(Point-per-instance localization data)
□ □ □

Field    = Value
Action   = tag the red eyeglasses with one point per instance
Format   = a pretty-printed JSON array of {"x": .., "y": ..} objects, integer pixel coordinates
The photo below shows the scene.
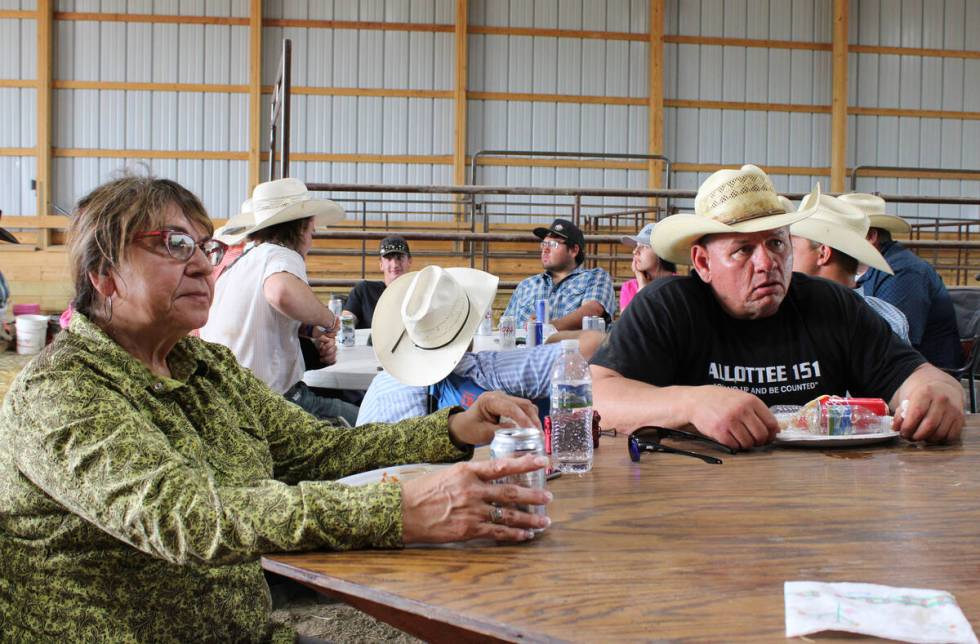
[{"x": 181, "y": 245}]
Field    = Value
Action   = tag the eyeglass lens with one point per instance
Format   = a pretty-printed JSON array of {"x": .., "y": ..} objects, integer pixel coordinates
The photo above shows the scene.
[{"x": 181, "y": 246}]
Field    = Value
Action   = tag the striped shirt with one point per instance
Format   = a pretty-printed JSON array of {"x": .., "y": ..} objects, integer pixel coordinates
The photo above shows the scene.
[
  {"x": 582, "y": 285},
  {"x": 521, "y": 372},
  {"x": 892, "y": 315}
]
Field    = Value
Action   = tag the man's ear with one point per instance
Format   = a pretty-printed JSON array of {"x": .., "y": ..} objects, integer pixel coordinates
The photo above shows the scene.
[
  {"x": 824, "y": 253},
  {"x": 701, "y": 262}
]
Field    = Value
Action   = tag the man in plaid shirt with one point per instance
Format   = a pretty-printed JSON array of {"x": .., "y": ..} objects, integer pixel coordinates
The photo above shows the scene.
[{"x": 572, "y": 291}]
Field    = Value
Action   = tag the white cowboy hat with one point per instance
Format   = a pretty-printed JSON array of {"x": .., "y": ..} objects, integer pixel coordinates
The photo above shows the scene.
[
  {"x": 424, "y": 321},
  {"x": 729, "y": 201},
  {"x": 841, "y": 226},
  {"x": 874, "y": 207},
  {"x": 276, "y": 202}
]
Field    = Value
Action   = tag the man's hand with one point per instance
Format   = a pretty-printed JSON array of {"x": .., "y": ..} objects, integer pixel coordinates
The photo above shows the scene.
[
  {"x": 476, "y": 425},
  {"x": 731, "y": 417},
  {"x": 326, "y": 346},
  {"x": 934, "y": 412}
]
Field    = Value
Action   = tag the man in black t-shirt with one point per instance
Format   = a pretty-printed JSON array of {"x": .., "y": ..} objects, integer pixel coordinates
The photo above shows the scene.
[
  {"x": 396, "y": 260},
  {"x": 715, "y": 349}
]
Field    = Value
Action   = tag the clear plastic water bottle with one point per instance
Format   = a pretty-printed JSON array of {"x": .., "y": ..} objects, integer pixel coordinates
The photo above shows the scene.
[{"x": 571, "y": 411}]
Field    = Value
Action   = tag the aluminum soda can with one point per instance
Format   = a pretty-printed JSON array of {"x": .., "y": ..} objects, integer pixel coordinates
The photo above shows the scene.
[
  {"x": 336, "y": 306},
  {"x": 347, "y": 336},
  {"x": 508, "y": 332},
  {"x": 542, "y": 311},
  {"x": 518, "y": 441}
]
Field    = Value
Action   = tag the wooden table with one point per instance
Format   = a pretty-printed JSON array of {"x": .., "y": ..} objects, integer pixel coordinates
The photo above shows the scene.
[
  {"x": 673, "y": 548},
  {"x": 355, "y": 368}
]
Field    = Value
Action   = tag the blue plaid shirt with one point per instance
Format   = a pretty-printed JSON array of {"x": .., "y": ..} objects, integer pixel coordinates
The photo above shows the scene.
[
  {"x": 521, "y": 372},
  {"x": 918, "y": 292},
  {"x": 582, "y": 285}
]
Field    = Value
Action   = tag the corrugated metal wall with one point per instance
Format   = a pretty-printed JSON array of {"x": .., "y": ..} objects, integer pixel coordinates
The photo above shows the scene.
[
  {"x": 18, "y": 107},
  {"x": 392, "y": 59}
]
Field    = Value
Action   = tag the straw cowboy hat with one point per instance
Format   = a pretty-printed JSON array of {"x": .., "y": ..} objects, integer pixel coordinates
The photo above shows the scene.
[
  {"x": 874, "y": 207},
  {"x": 276, "y": 202},
  {"x": 424, "y": 321},
  {"x": 729, "y": 201},
  {"x": 842, "y": 226}
]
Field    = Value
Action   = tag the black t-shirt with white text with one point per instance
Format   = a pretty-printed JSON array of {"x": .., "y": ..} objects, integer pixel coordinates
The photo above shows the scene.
[
  {"x": 823, "y": 340},
  {"x": 362, "y": 300}
]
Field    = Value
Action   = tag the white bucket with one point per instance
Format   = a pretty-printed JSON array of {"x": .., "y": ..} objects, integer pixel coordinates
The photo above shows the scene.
[{"x": 32, "y": 330}]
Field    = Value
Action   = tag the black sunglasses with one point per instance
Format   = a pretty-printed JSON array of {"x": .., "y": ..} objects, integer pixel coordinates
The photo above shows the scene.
[{"x": 647, "y": 439}]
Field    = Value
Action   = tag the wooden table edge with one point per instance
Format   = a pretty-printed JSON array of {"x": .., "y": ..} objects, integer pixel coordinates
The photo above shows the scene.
[{"x": 431, "y": 623}]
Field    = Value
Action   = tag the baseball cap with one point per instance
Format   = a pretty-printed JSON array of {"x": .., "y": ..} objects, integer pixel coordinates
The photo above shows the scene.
[
  {"x": 393, "y": 244},
  {"x": 566, "y": 230}
]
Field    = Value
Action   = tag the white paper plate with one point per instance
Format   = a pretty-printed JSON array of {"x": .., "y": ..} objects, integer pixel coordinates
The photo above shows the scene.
[
  {"x": 799, "y": 439},
  {"x": 402, "y": 472}
]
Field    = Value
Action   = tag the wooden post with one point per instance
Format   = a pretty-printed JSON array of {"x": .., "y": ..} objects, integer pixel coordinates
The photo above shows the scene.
[
  {"x": 254, "y": 92},
  {"x": 45, "y": 26},
  {"x": 838, "y": 118},
  {"x": 459, "y": 93},
  {"x": 655, "y": 104}
]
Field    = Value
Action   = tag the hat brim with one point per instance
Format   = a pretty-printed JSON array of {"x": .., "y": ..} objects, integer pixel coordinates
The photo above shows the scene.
[
  {"x": 541, "y": 233},
  {"x": 409, "y": 364},
  {"x": 244, "y": 224},
  {"x": 841, "y": 239},
  {"x": 677, "y": 233},
  {"x": 891, "y": 223}
]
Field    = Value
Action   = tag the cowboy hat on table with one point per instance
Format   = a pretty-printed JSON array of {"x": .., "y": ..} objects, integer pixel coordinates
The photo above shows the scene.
[
  {"x": 424, "y": 321},
  {"x": 276, "y": 202},
  {"x": 840, "y": 225},
  {"x": 729, "y": 201},
  {"x": 874, "y": 207}
]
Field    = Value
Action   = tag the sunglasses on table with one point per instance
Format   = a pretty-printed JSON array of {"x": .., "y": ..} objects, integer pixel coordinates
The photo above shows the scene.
[
  {"x": 181, "y": 245},
  {"x": 647, "y": 439}
]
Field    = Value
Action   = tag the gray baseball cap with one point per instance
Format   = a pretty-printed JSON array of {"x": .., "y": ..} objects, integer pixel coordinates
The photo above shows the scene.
[{"x": 643, "y": 237}]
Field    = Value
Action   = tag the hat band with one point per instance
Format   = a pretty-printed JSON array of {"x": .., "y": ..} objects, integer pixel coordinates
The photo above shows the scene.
[
  {"x": 276, "y": 203},
  {"x": 455, "y": 335}
]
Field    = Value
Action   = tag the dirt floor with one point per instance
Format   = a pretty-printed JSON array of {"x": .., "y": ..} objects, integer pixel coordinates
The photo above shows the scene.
[{"x": 336, "y": 622}]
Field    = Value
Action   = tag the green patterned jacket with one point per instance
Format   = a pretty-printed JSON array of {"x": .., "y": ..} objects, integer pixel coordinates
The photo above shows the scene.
[{"x": 135, "y": 508}]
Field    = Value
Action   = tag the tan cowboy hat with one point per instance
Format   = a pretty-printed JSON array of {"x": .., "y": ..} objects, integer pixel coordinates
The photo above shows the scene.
[
  {"x": 841, "y": 226},
  {"x": 424, "y": 321},
  {"x": 276, "y": 202},
  {"x": 874, "y": 207},
  {"x": 729, "y": 201}
]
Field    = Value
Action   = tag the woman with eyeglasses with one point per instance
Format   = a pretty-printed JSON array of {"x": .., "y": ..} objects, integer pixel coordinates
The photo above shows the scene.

□ □ □

Task objective
Show the lines above that include "shirt".

Response area
Action   = tag the striped shirt with one point per instance
Action   = tag the man in plaid shirt with one point per instance
Action   = tag the man in black t-shirt with one point per instance
Action   = tag the blue plaid shirt with one point per instance
Action   = tag the black t-shirt with white text with one point per instance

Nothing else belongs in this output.